■ **Task to carry out**
Copy out the rows from the very first line up to and including the line with "105), (91, 106)]", character for character.

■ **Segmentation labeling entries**
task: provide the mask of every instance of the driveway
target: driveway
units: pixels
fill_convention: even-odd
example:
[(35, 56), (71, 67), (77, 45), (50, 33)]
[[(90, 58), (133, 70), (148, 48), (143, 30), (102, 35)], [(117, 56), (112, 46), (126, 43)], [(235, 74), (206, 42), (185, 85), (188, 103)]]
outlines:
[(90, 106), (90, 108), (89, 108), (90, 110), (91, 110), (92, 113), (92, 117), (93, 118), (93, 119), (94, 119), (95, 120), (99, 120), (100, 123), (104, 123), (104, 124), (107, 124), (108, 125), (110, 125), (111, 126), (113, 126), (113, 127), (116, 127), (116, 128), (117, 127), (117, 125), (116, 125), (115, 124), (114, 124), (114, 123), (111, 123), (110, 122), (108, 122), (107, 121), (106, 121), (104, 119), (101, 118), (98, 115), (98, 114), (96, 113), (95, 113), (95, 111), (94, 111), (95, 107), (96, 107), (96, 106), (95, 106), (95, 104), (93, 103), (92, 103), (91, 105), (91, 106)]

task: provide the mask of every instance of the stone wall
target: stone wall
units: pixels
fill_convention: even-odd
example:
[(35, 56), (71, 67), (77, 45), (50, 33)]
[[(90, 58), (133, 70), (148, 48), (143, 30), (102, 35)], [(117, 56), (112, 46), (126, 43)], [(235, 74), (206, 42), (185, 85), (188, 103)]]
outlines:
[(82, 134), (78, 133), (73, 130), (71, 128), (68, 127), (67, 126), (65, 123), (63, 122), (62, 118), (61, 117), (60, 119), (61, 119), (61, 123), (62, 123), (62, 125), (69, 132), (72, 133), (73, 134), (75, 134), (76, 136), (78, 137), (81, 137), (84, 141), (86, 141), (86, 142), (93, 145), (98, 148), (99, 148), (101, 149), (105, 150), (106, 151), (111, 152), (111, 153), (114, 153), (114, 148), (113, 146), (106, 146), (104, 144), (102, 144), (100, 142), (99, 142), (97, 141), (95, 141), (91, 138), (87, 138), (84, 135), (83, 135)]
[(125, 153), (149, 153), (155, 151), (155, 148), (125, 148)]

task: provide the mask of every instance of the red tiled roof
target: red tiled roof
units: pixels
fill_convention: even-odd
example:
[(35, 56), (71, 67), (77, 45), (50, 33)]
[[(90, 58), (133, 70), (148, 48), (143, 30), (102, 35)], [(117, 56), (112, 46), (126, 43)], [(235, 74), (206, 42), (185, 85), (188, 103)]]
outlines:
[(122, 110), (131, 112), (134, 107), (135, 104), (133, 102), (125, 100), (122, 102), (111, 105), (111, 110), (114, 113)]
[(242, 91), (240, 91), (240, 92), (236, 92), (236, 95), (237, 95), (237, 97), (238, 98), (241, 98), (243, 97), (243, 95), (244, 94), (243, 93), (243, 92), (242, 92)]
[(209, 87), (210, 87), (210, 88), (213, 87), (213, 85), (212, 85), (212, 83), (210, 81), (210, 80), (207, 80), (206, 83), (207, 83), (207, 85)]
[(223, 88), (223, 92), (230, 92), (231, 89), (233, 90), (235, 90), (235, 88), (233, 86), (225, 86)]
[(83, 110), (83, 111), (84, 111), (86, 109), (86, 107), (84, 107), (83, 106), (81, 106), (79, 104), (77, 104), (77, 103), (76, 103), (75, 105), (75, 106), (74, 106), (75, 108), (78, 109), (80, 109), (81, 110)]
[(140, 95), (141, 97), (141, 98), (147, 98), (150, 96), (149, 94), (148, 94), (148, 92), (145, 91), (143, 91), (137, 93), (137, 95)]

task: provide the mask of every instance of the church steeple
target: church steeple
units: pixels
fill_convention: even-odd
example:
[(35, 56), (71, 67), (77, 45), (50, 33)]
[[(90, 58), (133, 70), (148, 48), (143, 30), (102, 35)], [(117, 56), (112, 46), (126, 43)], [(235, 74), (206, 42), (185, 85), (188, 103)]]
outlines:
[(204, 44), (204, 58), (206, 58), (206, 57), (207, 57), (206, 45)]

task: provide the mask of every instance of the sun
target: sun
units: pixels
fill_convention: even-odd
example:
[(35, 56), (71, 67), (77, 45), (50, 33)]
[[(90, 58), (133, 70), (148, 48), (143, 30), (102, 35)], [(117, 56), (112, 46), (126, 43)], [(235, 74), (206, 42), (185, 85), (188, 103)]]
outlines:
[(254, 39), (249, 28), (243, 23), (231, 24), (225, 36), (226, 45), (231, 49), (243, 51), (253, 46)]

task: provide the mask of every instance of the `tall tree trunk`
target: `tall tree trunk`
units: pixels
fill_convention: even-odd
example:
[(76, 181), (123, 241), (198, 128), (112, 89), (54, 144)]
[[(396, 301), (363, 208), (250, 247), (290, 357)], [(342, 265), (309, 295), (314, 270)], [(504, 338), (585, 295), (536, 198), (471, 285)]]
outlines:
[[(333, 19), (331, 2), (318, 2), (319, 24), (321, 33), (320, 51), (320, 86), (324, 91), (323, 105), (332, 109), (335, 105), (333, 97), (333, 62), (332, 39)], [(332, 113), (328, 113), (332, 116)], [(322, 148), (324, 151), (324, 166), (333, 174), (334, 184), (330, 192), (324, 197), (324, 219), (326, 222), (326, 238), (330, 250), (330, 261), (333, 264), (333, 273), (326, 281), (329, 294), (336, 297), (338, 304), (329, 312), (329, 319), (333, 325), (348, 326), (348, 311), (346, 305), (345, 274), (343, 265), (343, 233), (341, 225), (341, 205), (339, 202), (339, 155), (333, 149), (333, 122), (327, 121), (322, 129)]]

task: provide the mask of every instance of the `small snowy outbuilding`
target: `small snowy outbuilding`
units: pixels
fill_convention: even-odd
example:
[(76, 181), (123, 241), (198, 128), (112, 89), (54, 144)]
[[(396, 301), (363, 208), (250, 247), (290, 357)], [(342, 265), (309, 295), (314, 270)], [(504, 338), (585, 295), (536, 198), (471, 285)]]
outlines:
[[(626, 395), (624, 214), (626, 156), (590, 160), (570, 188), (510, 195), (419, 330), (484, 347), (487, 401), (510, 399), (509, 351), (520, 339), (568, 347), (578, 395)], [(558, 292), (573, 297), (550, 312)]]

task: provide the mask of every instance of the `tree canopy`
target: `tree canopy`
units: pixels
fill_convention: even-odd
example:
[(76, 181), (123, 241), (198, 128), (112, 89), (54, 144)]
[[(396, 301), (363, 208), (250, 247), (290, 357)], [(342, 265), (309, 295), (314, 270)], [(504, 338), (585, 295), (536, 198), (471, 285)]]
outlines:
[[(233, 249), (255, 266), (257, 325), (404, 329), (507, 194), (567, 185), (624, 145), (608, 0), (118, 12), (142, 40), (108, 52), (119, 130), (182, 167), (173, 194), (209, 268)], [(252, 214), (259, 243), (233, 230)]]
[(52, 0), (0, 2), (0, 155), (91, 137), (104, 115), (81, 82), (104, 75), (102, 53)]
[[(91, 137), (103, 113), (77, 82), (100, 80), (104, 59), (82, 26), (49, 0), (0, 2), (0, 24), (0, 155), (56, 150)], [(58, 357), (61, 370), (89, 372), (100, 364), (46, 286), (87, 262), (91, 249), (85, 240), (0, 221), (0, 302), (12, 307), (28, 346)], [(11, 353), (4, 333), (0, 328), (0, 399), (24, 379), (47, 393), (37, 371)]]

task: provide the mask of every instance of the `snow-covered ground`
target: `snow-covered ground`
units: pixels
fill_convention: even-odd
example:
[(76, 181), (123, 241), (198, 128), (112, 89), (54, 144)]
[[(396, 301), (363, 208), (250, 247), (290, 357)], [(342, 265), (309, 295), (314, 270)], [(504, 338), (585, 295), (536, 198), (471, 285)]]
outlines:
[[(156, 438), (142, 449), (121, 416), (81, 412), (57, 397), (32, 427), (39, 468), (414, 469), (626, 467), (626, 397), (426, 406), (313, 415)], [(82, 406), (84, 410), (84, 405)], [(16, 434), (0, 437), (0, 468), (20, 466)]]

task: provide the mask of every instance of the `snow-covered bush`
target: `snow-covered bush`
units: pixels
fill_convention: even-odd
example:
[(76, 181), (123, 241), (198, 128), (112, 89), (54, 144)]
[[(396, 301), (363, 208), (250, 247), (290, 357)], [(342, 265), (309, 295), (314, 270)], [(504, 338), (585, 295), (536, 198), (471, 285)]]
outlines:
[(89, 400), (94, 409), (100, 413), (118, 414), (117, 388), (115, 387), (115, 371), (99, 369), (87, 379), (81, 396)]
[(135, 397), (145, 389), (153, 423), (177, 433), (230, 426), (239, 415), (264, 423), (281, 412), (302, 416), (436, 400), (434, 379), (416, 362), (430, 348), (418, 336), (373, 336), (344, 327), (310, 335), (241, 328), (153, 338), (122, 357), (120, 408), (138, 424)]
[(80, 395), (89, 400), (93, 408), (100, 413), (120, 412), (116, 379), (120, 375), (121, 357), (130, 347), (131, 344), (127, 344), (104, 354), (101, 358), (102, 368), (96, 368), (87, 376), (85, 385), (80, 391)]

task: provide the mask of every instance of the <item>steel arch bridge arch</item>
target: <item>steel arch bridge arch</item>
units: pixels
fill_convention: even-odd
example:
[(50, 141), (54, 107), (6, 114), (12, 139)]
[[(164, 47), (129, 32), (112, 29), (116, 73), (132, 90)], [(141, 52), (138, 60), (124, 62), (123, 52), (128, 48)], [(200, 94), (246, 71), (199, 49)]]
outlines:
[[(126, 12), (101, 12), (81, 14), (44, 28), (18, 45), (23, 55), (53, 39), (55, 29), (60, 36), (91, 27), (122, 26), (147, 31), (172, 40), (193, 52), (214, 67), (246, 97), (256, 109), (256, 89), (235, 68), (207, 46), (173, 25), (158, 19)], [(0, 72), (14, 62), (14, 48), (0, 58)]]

■ **Written response**
task: provide the mask of every instance of the driveway
target: driveway
units: pixels
fill_convention: even-odd
example:
[(35, 56), (71, 67), (77, 45), (50, 33)]
[[(90, 58), (133, 70), (148, 48), (143, 30), (102, 35)], [(117, 56), (112, 46), (126, 43)], [(235, 74), (206, 42), (185, 85), (188, 103)]]
outlines:
[(90, 106), (90, 108), (89, 108), (90, 110), (91, 110), (92, 113), (92, 117), (93, 118), (93, 119), (94, 119), (95, 120), (99, 120), (100, 123), (104, 123), (104, 124), (107, 124), (108, 125), (110, 125), (111, 126), (113, 126), (113, 127), (116, 127), (116, 128), (117, 127), (117, 125), (116, 125), (115, 124), (114, 124), (114, 123), (111, 123), (110, 122), (108, 122), (107, 121), (106, 121), (104, 119), (101, 118), (98, 115), (98, 114), (96, 113), (95, 113), (95, 111), (94, 111), (95, 107), (96, 107), (96, 106), (95, 106), (95, 104), (93, 103), (92, 103), (91, 105), (91, 106)]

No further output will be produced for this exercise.